## What you need to do
Select and copy every line below that contains the string "hair". Case counts, so match capital and lowercase letters as they stand.

## Data
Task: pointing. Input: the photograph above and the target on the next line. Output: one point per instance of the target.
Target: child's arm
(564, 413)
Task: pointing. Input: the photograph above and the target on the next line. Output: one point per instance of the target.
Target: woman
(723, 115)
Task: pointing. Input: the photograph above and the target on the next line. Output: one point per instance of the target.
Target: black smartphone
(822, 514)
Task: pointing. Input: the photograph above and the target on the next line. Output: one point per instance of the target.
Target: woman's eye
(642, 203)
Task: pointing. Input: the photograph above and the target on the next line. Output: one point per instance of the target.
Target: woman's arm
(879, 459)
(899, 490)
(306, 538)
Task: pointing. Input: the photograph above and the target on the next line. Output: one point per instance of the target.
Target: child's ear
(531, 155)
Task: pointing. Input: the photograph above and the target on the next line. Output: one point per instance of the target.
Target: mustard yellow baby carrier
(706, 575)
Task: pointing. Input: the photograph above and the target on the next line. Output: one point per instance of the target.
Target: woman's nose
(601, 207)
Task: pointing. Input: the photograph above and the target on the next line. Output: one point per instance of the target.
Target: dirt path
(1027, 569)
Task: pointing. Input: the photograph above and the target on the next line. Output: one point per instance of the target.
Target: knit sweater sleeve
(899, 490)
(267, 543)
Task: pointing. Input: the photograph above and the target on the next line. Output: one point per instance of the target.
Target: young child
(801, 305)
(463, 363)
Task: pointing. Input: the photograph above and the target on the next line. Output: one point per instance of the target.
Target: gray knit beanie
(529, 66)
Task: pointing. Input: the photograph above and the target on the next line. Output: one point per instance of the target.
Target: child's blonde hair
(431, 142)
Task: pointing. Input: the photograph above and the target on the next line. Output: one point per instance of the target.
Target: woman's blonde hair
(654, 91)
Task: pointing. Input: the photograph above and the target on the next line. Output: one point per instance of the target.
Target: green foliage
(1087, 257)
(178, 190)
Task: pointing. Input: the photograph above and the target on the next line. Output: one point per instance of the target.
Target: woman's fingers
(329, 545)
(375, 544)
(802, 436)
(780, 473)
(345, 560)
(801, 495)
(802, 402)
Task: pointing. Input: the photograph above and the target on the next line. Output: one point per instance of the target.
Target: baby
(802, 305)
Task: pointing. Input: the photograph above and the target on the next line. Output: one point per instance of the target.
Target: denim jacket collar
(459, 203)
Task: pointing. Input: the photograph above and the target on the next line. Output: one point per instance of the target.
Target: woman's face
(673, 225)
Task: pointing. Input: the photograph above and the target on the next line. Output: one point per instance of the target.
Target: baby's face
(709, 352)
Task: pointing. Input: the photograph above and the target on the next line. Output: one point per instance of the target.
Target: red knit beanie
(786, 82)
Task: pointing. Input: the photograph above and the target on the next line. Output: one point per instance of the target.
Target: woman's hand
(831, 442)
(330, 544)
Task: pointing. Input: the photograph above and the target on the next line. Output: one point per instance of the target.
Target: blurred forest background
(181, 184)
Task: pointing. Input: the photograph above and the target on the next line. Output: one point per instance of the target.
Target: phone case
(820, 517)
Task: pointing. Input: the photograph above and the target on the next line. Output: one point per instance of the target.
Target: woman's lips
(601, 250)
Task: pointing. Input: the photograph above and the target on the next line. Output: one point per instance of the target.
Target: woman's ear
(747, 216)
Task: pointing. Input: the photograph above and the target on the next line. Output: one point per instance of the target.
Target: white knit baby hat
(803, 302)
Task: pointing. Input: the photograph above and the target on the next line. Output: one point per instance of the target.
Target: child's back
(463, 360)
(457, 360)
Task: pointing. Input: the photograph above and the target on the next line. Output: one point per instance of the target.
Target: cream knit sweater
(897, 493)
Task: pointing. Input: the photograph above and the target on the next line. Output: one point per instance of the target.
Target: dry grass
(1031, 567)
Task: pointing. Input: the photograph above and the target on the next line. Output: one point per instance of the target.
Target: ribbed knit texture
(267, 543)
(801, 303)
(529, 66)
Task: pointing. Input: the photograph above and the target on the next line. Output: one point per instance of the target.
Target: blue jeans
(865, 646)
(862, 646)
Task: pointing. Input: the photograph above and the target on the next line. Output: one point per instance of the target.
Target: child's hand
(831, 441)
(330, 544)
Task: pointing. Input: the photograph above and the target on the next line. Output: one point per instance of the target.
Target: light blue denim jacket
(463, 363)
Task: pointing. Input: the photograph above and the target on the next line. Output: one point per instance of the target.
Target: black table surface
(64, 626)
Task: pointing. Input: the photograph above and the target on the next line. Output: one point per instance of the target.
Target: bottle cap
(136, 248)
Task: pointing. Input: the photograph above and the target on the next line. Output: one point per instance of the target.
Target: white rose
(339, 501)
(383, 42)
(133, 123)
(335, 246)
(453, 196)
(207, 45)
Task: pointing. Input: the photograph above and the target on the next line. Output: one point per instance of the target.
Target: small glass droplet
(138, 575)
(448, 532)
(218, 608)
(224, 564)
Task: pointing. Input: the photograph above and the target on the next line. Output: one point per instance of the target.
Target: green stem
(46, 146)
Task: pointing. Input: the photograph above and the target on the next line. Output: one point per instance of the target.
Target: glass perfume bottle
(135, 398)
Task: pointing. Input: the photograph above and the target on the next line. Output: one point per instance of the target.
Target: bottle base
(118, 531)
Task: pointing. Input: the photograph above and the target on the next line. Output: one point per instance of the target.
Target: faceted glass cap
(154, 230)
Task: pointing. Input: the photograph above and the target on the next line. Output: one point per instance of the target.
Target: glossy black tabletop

## Expected output
Target: child's blonde hair
Target: woman's blonde hair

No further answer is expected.